» **EXERCISE DESCRIPTION**:
Starting with the first line of the records and going on through the line that contains "99), (57, 97)]]", lay out each line as an item in a numbered list. Skip blank lines and omit the pictures.

» **RECORD EXCERPTS**:
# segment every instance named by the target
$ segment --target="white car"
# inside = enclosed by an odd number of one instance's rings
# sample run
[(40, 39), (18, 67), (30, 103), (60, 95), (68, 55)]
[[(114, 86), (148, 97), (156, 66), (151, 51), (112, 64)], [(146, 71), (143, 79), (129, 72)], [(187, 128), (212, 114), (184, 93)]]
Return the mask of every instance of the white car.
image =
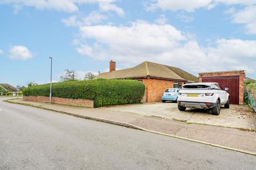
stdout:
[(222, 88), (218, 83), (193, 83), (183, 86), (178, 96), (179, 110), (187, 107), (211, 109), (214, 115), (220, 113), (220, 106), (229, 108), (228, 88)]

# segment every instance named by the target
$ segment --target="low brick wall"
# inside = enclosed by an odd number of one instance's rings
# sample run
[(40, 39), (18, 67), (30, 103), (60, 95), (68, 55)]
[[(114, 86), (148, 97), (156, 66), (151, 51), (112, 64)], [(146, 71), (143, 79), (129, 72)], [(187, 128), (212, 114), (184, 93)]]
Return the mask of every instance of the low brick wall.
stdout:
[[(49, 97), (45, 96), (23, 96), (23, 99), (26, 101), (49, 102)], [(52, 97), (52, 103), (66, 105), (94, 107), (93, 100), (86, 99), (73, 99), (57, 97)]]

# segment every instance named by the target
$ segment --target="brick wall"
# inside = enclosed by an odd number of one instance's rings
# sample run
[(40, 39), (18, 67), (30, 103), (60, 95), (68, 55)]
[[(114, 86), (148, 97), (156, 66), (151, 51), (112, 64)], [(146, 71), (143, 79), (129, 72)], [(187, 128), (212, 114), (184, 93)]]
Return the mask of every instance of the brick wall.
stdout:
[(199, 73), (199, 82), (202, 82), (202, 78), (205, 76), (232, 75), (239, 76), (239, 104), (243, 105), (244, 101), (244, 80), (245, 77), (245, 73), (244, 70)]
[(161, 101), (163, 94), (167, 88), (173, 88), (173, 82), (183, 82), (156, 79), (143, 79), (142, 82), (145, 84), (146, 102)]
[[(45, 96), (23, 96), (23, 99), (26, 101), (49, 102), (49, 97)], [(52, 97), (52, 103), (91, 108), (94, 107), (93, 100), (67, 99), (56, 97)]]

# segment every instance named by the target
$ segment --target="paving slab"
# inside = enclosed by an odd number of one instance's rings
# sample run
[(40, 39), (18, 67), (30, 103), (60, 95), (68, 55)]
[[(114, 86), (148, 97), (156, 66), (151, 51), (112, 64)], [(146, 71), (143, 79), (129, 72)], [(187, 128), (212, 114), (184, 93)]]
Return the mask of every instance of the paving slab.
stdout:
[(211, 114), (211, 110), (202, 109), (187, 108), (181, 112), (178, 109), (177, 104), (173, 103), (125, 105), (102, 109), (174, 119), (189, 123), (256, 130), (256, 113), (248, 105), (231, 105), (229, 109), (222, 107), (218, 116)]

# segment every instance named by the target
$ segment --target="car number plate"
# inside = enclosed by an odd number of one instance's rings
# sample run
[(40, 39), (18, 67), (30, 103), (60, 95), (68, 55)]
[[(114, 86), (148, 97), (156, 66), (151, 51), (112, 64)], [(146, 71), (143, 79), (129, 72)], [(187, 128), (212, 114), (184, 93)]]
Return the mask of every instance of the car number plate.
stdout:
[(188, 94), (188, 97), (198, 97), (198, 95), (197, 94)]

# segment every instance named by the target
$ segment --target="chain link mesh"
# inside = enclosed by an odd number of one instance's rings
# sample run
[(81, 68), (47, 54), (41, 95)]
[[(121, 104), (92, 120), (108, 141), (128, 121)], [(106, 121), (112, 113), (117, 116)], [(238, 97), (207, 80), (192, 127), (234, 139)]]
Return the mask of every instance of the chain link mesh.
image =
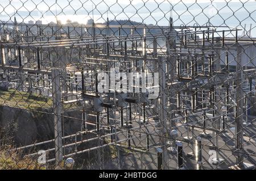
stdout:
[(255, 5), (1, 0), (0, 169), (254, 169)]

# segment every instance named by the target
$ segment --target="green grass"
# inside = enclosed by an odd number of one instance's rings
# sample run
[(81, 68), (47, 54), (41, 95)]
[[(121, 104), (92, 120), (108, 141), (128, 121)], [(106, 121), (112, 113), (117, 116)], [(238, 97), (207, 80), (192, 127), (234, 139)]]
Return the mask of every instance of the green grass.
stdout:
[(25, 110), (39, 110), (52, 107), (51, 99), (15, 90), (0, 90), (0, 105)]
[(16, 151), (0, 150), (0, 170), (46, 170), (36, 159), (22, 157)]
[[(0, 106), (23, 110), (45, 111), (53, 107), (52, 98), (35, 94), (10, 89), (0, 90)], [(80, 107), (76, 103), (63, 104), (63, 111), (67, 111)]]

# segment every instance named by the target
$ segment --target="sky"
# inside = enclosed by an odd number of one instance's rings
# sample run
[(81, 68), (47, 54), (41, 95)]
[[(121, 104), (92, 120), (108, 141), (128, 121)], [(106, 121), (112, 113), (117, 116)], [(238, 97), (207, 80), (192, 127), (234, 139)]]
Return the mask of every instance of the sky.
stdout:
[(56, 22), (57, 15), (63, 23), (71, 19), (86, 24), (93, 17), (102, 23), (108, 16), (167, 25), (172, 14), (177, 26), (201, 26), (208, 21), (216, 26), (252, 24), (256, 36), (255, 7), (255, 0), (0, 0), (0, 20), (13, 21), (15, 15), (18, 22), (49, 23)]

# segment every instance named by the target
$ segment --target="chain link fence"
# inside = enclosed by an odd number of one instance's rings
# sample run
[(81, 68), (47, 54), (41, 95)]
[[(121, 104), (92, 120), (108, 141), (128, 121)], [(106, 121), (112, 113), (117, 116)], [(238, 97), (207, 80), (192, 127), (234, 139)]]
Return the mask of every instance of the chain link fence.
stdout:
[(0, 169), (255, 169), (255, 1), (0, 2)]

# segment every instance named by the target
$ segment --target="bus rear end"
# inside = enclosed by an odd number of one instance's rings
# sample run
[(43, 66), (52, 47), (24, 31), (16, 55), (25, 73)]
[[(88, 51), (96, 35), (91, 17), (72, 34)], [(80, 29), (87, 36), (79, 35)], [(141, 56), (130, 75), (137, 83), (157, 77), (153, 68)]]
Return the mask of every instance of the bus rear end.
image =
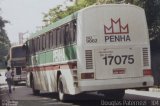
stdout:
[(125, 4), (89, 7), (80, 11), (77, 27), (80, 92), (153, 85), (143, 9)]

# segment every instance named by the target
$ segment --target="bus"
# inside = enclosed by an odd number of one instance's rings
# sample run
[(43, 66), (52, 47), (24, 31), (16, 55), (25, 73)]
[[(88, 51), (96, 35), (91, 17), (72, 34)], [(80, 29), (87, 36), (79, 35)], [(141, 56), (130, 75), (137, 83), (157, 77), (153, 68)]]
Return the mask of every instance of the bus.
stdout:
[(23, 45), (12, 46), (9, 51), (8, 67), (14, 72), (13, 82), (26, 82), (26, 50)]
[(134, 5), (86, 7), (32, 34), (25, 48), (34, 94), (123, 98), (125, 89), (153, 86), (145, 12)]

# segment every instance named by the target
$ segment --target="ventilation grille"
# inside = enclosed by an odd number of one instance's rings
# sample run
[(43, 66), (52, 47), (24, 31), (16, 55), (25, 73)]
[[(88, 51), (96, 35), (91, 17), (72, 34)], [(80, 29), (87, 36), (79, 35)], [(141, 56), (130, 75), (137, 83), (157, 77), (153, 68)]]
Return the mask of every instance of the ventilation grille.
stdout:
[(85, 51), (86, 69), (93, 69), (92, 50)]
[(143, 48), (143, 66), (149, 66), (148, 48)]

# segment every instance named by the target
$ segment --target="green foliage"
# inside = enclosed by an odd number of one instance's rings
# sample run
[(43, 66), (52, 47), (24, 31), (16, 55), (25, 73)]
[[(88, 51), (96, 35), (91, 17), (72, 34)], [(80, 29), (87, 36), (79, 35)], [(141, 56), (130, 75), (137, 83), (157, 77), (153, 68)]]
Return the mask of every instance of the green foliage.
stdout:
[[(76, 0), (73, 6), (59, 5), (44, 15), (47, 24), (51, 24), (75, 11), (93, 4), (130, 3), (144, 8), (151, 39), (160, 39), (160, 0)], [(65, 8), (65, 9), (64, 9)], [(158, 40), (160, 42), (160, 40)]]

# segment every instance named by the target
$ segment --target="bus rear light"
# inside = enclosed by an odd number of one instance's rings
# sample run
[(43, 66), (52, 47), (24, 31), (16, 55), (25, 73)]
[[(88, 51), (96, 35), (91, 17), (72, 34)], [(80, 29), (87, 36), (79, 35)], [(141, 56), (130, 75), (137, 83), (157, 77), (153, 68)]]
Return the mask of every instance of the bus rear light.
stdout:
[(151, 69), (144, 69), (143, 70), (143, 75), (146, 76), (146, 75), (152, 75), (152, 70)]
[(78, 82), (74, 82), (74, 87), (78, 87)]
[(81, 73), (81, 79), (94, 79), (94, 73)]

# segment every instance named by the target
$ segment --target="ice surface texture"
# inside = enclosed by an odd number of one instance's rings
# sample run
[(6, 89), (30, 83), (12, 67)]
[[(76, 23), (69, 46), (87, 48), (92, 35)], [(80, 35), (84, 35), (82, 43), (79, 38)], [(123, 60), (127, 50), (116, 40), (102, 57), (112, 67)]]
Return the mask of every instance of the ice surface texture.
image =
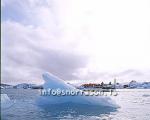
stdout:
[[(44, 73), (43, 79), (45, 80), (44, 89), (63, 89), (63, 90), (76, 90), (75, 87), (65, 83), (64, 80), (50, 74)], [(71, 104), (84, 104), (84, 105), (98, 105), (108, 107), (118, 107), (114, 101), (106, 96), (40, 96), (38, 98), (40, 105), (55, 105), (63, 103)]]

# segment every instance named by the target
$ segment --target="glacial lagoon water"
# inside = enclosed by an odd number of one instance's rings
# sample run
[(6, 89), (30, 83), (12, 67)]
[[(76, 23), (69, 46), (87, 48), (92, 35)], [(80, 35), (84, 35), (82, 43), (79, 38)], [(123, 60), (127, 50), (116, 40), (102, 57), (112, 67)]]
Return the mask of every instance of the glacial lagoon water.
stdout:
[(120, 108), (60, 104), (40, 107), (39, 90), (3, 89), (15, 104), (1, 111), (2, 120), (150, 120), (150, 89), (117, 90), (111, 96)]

» **REPLY TO THE EXERCISE**:
1. # segment every instance named by the target
2. $ segment --target="white car"
3. # inside = enclosed by an odd number of one instance's rings
4. # sample run
5. [(40, 39), (18, 67), (30, 103), (60, 95), (68, 55)]
6. [[(114, 86), (148, 97), (156, 66), (151, 51), (112, 64)], [(146, 71), (143, 79), (129, 72)], [(187, 128), (212, 114), (184, 93)]]
7. Return the mask of every instance of the white car.
8. image =
9. stdout:
10. [(222, 88), (218, 83), (193, 83), (183, 86), (178, 96), (179, 110), (187, 107), (211, 109), (214, 115), (220, 113), (220, 106), (229, 108), (228, 88)]
11. # segment every instance named by the target
12. $ segment --target="low brick wall"
13. # inside = enclosed by an odd number of one instance's rings
14. # sample run
15. [(40, 39), (18, 67), (30, 103), (60, 95), (68, 55)]
16. [[(114, 86), (148, 97), (156, 66), (151, 51), (112, 64)], [(146, 71), (143, 79), (129, 72)], [(187, 128), (212, 114), (184, 93)]]
17. Return the mask of every instance of the low brick wall.
18. stdout:
19. [[(49, 97), (45, 96), (23, 96), (23, 99), (26, 101), (49, 102)], [(52, 97), (52, 103), (66, 105), (94, 107), (93, 100), (86, 99), (73, 99), (57, 97)]]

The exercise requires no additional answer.